═══ The input ═══
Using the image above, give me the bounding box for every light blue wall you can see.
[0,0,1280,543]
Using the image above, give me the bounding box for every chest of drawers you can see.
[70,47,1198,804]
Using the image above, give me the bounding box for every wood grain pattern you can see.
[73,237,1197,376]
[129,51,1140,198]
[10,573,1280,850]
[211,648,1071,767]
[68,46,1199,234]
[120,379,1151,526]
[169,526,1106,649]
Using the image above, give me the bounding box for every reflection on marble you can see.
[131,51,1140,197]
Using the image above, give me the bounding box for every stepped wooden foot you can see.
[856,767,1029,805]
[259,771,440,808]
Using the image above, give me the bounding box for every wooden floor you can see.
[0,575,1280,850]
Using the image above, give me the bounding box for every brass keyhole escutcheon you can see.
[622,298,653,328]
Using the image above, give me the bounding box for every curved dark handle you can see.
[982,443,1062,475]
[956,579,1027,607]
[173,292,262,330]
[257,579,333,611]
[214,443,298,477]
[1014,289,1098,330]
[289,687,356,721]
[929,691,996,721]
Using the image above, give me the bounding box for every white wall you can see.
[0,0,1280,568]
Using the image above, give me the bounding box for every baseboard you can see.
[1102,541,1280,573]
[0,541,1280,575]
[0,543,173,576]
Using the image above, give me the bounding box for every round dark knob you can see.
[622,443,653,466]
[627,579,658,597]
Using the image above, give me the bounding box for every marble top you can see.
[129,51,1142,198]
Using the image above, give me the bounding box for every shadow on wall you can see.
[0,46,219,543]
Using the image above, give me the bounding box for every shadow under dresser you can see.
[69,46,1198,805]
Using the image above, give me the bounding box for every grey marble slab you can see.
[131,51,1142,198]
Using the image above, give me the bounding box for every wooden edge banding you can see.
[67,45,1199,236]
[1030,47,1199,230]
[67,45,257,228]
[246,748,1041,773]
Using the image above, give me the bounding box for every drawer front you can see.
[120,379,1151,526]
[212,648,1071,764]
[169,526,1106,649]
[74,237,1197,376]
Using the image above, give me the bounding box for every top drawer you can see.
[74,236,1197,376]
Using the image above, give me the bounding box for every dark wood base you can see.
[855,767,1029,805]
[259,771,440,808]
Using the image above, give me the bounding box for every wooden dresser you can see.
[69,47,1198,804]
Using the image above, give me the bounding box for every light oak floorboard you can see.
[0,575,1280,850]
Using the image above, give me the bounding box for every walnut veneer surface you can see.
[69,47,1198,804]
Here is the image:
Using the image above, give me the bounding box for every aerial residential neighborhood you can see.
═══
■ **Stated task**:
Reproduce the listing above in full, swapping every "bounding box" for "location" and changing nothing else.

■ **Solution for this problem**:
Using the image above, give me the location for every light blue wall you can see.
[0,0,1280,543]
Using the image above, give me the location for every chest of drawers you can see.
[70,47,1198,804]
Using the image above, give me the location for every wood grain pattern you can see.
[73,237,1197,376]
[129,51,1140,198]
[10,573,1280,850]
[211,648,1071,767]
[68,46,1199,234]
[120,379,1151,526]
[169,526,1106,649]
Using the image above, give me the location for every reflection on marble you can see.
[131,51,1140,197]
Using the image above, give me the location for every stepped wooden foot you can see.
[856,767,1029,805]
[259,771,440,808]
Using the image above, give me the location for every wooden floor you can see.
[0,575,1280,850]
Using the image above, give me the location for every brass keyhole escutcheon you can see.
[622,298,653,328]
Using the image above, give me the location for every curved dark handle you can see.
[982,443,1062,475]
[956,579,1027,607]
[173,292,262,330]
[257,579,333,611]
[214,443,298,477]
[1014,289,1098,330]
[289,687,356,721]
[929,691,996,721]
Using the image above, give me the location for every white wall you can see.
[0,0,1280,568]
Using the image above, give me the location for every baseboard you can see.
[1102,541,1280,573]
[0,541,1280,575]
[0,543,173,576]
Using the image above, give me the location for every round dark knob you can see.
[622,443,653,466]
[627,579,658,597]
Using the image above, give me the location for every marble top you can see.
[129,51,1142,198]
Using the image above, give me the location for every shadow on wall you can see.
[0,46,219,543]
Using the image above, give me the location for every shadow under dresser you can see.
[69,46,1198,805]
Using the image above, give me the location for every grey marble slab you can see.
[131,51,1142,198]
Using the image above, give me the location for every wooden edge banding you can see.
[67,45,1199,236]
[1030,47,1199,230]
[67,45,257,228]
[246,748,1041,773]
Using the image above, give me the location for every drawer front you can see.
[120,379,1151,526]
[212,648,1071,764]
[169,526,1106,649]
[74,237,1197,376]
Using the image above, give me the location for every top drawer you can see.
[74,236,1197,376]
Using the image above, give me the location for every dark wood base you can see.
[855,767,1029,805]
[259,771,440,808]
Using the image above, give me the location for every wooden dresser you can see.
[69,47,1198,804]
Using the image above, give me the location for every light oak floorboard you can see.
[0,575,1280,850]
Using the image above, give me the location for every walnut veneer surface you can see.
[69,47,1198,804]
Here is the image:
Using the image above, give me the location for every aerial residential neighborhood you can see.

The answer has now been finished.